SET PROBLEM
Copy every one of the rows below word for word, leaving each line unchanged.

Extracted records:
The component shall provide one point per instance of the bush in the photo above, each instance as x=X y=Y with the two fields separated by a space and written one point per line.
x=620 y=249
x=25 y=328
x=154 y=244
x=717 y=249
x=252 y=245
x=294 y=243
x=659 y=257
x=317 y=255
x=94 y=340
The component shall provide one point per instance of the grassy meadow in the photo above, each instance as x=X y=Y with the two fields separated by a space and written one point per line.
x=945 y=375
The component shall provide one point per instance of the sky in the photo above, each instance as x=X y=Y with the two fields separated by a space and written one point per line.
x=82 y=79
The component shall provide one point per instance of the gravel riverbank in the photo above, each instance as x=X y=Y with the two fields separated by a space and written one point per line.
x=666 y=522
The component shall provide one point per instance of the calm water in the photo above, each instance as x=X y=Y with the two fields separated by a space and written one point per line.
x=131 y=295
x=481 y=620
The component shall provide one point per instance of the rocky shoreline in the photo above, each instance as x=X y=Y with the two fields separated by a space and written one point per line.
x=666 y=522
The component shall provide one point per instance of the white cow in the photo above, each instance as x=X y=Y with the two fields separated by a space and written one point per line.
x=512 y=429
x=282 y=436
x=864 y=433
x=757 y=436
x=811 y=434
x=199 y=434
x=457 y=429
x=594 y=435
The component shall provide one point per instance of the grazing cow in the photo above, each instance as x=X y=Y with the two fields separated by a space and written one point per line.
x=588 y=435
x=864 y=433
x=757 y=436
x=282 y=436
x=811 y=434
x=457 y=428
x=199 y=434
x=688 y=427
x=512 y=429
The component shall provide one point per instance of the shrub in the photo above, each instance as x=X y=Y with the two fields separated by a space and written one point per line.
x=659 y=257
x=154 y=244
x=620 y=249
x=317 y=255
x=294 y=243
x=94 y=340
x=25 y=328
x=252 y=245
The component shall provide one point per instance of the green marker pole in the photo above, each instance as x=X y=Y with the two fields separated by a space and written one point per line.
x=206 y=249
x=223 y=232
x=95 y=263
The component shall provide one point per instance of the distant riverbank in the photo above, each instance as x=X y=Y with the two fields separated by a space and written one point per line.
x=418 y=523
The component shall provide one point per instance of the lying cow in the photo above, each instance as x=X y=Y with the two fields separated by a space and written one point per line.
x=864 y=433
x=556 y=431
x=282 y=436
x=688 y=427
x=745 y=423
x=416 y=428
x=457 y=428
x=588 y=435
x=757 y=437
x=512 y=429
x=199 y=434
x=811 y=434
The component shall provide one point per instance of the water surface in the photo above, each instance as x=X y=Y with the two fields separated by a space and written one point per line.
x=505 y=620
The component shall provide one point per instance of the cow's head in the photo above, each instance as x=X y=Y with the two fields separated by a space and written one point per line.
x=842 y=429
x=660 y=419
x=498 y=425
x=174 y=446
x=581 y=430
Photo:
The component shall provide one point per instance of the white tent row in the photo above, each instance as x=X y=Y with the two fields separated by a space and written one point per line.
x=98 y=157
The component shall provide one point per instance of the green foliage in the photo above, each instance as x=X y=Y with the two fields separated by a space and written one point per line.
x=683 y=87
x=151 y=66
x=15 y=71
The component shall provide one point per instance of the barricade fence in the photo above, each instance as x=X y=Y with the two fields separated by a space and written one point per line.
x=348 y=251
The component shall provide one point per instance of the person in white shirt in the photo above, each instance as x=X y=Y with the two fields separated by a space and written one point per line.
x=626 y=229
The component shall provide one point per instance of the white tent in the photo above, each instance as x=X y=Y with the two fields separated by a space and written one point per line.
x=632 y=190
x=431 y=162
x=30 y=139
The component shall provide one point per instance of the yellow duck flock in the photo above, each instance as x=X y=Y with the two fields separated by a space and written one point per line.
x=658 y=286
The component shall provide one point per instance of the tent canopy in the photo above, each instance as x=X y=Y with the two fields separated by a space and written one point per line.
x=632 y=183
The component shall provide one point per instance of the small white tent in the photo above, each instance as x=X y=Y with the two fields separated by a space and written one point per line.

SOLUTION FOR THIS EXERCISE
The component shall provide one point per instance of the bush in the photo above, each instance as x=X y=Y with the two fields separated by a space and written one point per line.
x=620 y=249
x=25 y=328
x=154 y=244
x=717 y=249
x=252 y=245
x=294 y=243
x=659 y=257
x=317 y=255
x=94 y=340
The component shall provide one point per instance of the grassy meadow in the photo above, each instance as x=X y=Y with the two fields separated by a space and written one point per line.
x=945 y=375
The component shall provide one point per instance of the sky in the photo above, each instance as x=X y=Y with the two fields separated by a space and written one point per line.
x=82 y=79
The component shall provide one point per instance of the gravel riverbank in the photo above, each instance as x=X y=Y with the two fields separated by a space and written one point per line.
x=666 y=522
The component shall provide one point per instance of the calm water in the photo above, each instance as x=X y=Y with the two fields separated by a space and written one point per line.
x=131 y=295
x=481 y=620
The component shall provide one point per instance of the rocky shoreline in the photo above, each instance as x=X y=Y with the two fields separated by a space and written one point per line.
x=666 y=522
The component shall provide one point per instance of the white cow in the photo above, each instance as x=X y=Y with the two fields separated by a space and written one point per line.
x=512 y=429
x=282 y=436
x=864 y=433
x=757 y=436
x=811 y=434
x=199 y=434
x=457 y=429
x=594 y=435
The component shall provide one point per instance of the grazing cow in the photo above, each instance as x=X y=Y with the two fields separated by a space and written one point per line.
x=588 y=435
x=864 y=433
x=757 y=436
x=282 y=436
x=811 y=434
x=457 y=428
x=199 y=434
x=688 y=427
x=512 y=429
The component shall provide one point per instance of the shrub in the photo above, each instance as x=X y=Y with the two fields separated by a space and written one point per line.
x=659 y=257
x=154 y=244
x=620 y=249
x=317 y=255
x=294 y=243
x=94 y=340
x=25 y=328
x=252 y=245
The component shall provide one point per instance of the green marker pole in the photo above, each instance as x=X y=Y with the two fields separated by a space and written one point per line.
x=206 y=249
x=223 y=232
x=95 y=263
The component shall provide one point per instance of the distant riverbank in the photo above, each instance as x=X y=Y with the two fields separated by a space and written one point per line.
x=418 y=523
The component shall provide one point per instance of the lying cow in the photo above, each instance as x=X y=Y with the two fields separated by a space and written one point per line.
x=864 y=433
x=556 y=431
x=282 y=436
x=688 y=427
x=745 y=423
x=416 y=428
x=457 y=428
x=588 y=435
x=757 y=437
x=512 y=429
x=199 y=434
x=811 y=434
The component shall provide one point per instance of the water surface in the photo above, each instance as x=X y=Y with the two fields separated by a space and written one point per line.
x=505 y=620
The component shall provide one point per instance of the cow's head in the photo above, each instance as x=X y=Y with the two fields separated by a space and written one point per line.
x=842 y=429
x=660 y=419
x=498 y=425
x=174 y=446
x=581 y=430
Photo:
The component shall provide one point per instance of the white tent row in the photo above, each instance as x=X y=Y with the two fields separated by a space and written one point per line.
x=98 y=157
The component shall provide one point per instance of the green foliage in the photo above, each instance as x=X y=Y with the two fields separated by a space and written one point per line.
x=683 y=87
x=151 y=66
x=15 y=71
The component shall provide one point per instance of the barricade fence in the photo above, each instance as x=X y=Y with the two fields separated by a space and written one point per line.
x=348 y=251
The component shall provide one point per instance of the person in white shirt in the photo above, each instance as x=X y=Y with the two fields separated by a space and written one point per line.
x=626 y=229
The component shall provide one point per instance of the white tent in the photo above, each instance as x=X y=Y with the two fields separated by a space and written one point per line.
x=632 y=190
x=431 y=162
x=30 y=139
The component shall provide one point per instance of the yellow duck flock in the photo above, each instance as x=X y=Y with the two fields separated by a space and written one point per line.
x=658 y=286
The component shall provide one point per instance of the tent canopy in the photo above, each instance as x=X y=Y with the two fields separated by a space and written one point per line.
x=632 y=183
The component shall provide one point per instance of the small white tent in the photo above, each instance as x=X y=Y with the two fields separated by a space and written one point per line.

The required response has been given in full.